━━━ Dataset content

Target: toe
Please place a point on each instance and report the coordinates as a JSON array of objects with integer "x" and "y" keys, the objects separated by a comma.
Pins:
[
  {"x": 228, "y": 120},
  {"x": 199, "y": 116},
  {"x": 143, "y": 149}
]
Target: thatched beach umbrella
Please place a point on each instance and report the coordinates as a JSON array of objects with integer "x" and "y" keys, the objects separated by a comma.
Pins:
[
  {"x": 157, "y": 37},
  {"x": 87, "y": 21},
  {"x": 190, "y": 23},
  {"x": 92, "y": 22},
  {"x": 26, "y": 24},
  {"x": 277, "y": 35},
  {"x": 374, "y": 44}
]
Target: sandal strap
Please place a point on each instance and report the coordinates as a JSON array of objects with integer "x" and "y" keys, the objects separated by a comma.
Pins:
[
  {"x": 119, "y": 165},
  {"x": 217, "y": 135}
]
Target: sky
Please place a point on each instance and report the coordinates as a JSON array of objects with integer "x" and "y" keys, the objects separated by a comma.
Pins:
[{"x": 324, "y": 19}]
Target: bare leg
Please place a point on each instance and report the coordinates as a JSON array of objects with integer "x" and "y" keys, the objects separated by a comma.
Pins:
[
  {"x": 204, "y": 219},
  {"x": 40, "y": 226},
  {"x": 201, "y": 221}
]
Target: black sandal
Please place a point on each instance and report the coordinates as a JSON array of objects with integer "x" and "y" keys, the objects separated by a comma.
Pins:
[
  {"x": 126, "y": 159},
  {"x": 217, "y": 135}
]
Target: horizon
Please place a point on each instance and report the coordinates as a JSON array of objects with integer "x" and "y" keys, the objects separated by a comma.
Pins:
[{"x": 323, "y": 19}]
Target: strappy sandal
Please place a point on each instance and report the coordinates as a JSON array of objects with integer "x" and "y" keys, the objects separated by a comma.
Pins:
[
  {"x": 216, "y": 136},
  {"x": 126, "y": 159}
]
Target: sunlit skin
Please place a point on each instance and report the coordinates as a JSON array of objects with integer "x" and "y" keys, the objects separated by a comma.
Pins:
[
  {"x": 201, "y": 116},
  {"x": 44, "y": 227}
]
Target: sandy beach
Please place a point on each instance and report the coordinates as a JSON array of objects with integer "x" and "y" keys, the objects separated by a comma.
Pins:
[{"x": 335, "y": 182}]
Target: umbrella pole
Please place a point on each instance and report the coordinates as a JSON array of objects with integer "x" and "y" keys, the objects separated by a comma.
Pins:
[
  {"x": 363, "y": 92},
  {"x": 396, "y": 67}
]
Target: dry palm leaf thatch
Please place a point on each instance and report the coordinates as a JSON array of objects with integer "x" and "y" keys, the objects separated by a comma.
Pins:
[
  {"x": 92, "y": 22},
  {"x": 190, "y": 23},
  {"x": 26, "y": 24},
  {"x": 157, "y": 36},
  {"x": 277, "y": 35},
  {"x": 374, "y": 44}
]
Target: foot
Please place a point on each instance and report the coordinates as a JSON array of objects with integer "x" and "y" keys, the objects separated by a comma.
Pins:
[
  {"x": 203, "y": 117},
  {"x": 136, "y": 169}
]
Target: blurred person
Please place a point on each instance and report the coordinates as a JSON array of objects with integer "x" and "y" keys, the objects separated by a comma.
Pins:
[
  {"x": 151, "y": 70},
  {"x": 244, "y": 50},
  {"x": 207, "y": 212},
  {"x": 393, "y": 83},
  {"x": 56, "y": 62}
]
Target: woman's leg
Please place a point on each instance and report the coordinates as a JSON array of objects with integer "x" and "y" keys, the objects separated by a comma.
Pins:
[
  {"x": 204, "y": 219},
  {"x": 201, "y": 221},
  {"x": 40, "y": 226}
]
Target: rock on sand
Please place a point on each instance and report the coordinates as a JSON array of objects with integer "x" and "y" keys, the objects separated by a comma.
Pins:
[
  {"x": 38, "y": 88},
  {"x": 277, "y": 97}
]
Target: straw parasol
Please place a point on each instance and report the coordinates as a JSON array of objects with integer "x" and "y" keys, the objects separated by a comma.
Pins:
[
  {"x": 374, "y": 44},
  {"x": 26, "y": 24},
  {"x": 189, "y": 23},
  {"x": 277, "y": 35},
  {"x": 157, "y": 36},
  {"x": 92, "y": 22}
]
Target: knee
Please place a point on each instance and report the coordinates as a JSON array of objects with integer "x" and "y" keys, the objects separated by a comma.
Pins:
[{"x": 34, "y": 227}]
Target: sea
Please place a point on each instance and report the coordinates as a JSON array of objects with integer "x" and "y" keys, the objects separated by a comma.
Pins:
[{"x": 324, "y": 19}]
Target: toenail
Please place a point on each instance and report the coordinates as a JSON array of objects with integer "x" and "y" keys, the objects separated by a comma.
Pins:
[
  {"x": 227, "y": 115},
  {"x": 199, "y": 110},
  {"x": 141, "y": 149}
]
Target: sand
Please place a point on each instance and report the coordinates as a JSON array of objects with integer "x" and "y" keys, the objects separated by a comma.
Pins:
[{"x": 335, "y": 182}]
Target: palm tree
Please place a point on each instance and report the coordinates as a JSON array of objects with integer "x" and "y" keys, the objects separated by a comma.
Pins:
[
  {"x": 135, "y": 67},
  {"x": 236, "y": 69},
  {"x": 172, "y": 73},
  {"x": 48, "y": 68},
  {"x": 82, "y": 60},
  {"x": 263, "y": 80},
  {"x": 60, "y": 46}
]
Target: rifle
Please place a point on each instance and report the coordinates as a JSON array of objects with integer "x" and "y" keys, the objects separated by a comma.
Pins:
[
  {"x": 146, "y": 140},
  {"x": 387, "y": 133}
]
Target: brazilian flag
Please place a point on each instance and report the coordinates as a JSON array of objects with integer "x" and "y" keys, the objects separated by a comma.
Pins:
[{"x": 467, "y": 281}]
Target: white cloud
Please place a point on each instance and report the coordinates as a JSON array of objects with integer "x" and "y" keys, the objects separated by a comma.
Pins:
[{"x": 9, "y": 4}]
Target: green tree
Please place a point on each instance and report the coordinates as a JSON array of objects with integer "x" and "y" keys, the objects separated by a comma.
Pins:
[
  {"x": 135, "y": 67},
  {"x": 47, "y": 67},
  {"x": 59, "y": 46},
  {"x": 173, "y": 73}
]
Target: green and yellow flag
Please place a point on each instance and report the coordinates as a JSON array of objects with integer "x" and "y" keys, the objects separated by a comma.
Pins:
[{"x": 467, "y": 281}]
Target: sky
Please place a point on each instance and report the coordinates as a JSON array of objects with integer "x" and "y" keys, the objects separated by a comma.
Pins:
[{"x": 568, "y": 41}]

━━━━━━

Task description: Output the entries exactly.

Task result:
Target: toe
Please place a point on each instance and report the coordinates as a JSON array of objects with integer "x" and "y" keys, the objects separated by a comma.
Pins:
[
  {"x": 228, "y": 120},
  {"x": 199, "y": 116},
  {"x": 143, "y": 149}
]
Target: thatched beach umbrella
Please place a point on each instance and report the coordinates as a JSON array of objects with integer "x" and "y" keys, the objects separated by a comma.
Pins:
[
  {"x": 157, "y": 37},
  {"x": 87, "y": 21},
  {"x": 190, "y": 23},
  {"x": 92, "y": 22},
  {"x": 26, "y": 24},
  {"x": 277, "y": 35},
  {"x": 374, "y": 44}
]
Target: sandal strap
Please place a point on each instance and report the coordinates as a JSON array of objects with integer "x" and "y" keys, the objects separated by a comma.
Pins:
[
  {"x": 119, "y": 165},
  {"x": 217, "y": 135}
]
Target: sky
Please place a point on each instance and report the coordinates as a JSON array of objects with integer "x" and "y" keys, the objects separated by a comma.
Pins:
[{"x": 324, "y": 19}]
Target: bare leg
Please place a point on each instance and report the coordinates as a JSON array of objects with integer "x" and "y" keys, the objects separated by a comma.
Pins:
[
  {"x": 204, "y": 219},
  {"x": 40, "y": 226},
  {"x": 201, "y": 221}
]
Target: black sandal
Please place a point on each instance and report the coordinates as a JSON array of objects with integer "x" and "y" keys, the objects separated by a comma.
Pins:
[
  {"x": 126, "y": 159},
  {"x": 217, "y": 135}
]
Target: horizon
Please place a point on each instance and report the coordinates as a JSON array of objects with integer "x" and "y" keys, the objects separated by a comma.
Pins:
[{"x": 323, "y": 19}]
Target: strappy sandal
Please place a point on each instance and report the coordinates as a JSON array of objects with integer "x" and "y" keys, the objects separated by a comma.
Pins:
[
  {"x": 216, "y": 136},
  {"x": 126, "y": 159}
]
Target: sunlit skin
Please place a point on each instance and report the coordinates as a JSON array of objects with integer "x" and "y" keys, the objects separated by a comma.
Pins:
[
  {"x": 201, "y": 116},
  {"x": 44, "y": 227}
]
Target: sandy beach
Please place a point on each instance and report the coordinates as a JSON array of objects with integer "x" and "y" keys, the objects separated by a comma.
Pins:
[{"x": 335, "y": 182}]
Target: umbrella pole
Please place a point on each instance and report the coordinates as a JSON array of objects with integer "x" and "y" keys, the objects separated by a comma.
Pins:
[
  {"x": 363, "y": 92},
  {"x": 396, "y": 67}
]
Target: dry palm leaf thatch
Please place a point on each instance and report the coordinates as a JSON array of objects with integer "x" and "y" keys, the objects separated by a comma.
Pins:
[
  {"x": 92, "y": 22},
  {"x": 190, "y": 23},
  {"x": 26, "y": 24},
  {"x": 157, "y": 36},
  {"x": 277, "y": 35},
  {"x": 374, "y": 44}
]
Target: foot
Please place a point on each instance and report the coordinates as a JSON array of objects with integer "x" and "y" keys, the objects separated by a comma.
Pins:
[
  {"x": 203, "y": 117},
  {"x": 136, "y": 169}
]
Target: blurred person
Please place a point on each instance and report the coordinates as a JSON array of objects with integer "x" and "y" keys, the objects separated by a comma.
Pins:
[
  {"x": 151, "y": 70},
  {"x": 244, "y": 50},
  {"x": 207, "y": 212},
  {"x": 393, "y": 83},
  {"x": 56, "y": 62}
]
Target: woman's leg
Please place a point on each instance and report the coordinates as a JSON array of objects with integer "x" and "y" keys, the objects separated by a comma.
Pins:
[
  {"x": 204, "y": 219},
  {"x": 201, "y": 221},
  {"x": 40, "y": 226}
]
Target: rock on sand
Please place a point on each instance and report the coordinates as a JSON array of objects with integer "x" and "y" keys, the objects separated by a comma.
Pins:
[
  {"x": 38, "y": 88},
  {"x": 277, "y": 97}
]
Target: straw parasol
Please place a point on each instance and report the coordinates as a JSON array of objects with integer "x" and "y" keys, the objects separated by a comma.
Pins:
[
  {"x": 374, "y": 44},
  {"x": 26, "y": 24},
  {"x": 189, "y": 23},
  {"x": 277, "y": 35},
  {"x": 157, "y": 36},
  {"x": 92, "y": 22}
]
Target: knee
Please place a point on each instance and report the coordinates as a JSON array of objects with integer "x" and "y" keys, the objects separated by a comma.
Pins:
[{"x": 34, "y": 227}]
Target: sea
Please place a point on each instance and report the coordinates as a JSON array of objects with integer "x" and "y" keys, the objects separated by a comma.
Pins:
[{"x": 324, "y": 19}]
Target: toenail
Please place a point on each instance and report the coordinates as a JSON array of objects with integer "x" and "y" keys, the objects separated by a comma.
Pins:
[
  {"x": 227, "y": 115},
  {"x": 199, "y": 110},
  {"x": 141, "y": 149}
]
Target: sand
Please place a point on each instance and report the coordinates as a JSON array of objects with integer "x" and "y" keys, the objects separated by a comma.
Pins:
[{"x": 335, "y": 182}]
Target: palm tree
Please place a point on each instance and report the coordinates as a JSON array of objects with integer "x" and "y" keys, the objects separated by a comma.
Pins:
[
  {"x": 135, "y": 67},
  {"x": 236, "y": 69},
  {"x": 172, "y": 73},
  {"x": 48, "y": 68},
  {"x": 82, "y": 60},
  {"x": 263, "y": 80},
  {"x": 60, "y": 46}
]
Target: rifle
Please place a point on each instance and report the coordinates as a JSON array of objects with integer "x" and "y" keys, the objects separated by a comma.
Pins:
[
  {"x": 146, "y": 140},
  {"x": 387, "y": 133}
]
Target: brazilian flag
Please place a point on each instance and report the coordinates as a JSON array of objects with integer "x" and "y" keys, the objects separated by a comma.
Pins:
[{"x": 467, "y": 281}]
Target: white cloud
Please place a point on each instance and report the coordinates as a JSON array of objects with integer "x" and "y" keys, the objects separated by a comma.
Pins:
[{"x": 9, "y": 4}]
Target: green tree
Please place a point on each instance and report the coordinates as a JSON array of objects with integer "x" and "y" keys, the objects separated by a comma.
Pins:
[
  {"x": 135, "y": 67},
  {"x": 47, "y": 67},
  {"x": 59, "y": 46},
  {"x": 173, "y": 73}
]
Target: green and yellow flag
Please place a point on each instance and report the coordinates as a JSON array of objects with integer "x" and "y" keys, the objects separated by a comma.
Pins:
[{"x": 467, "y": 281}]
Target: sky
Please place a point on each instance and report the coordinates as a JSON array of objects with integer "x" and "y" keys, the objects separated by a comma.
Pins:
[{"x": 568, "y": 41}]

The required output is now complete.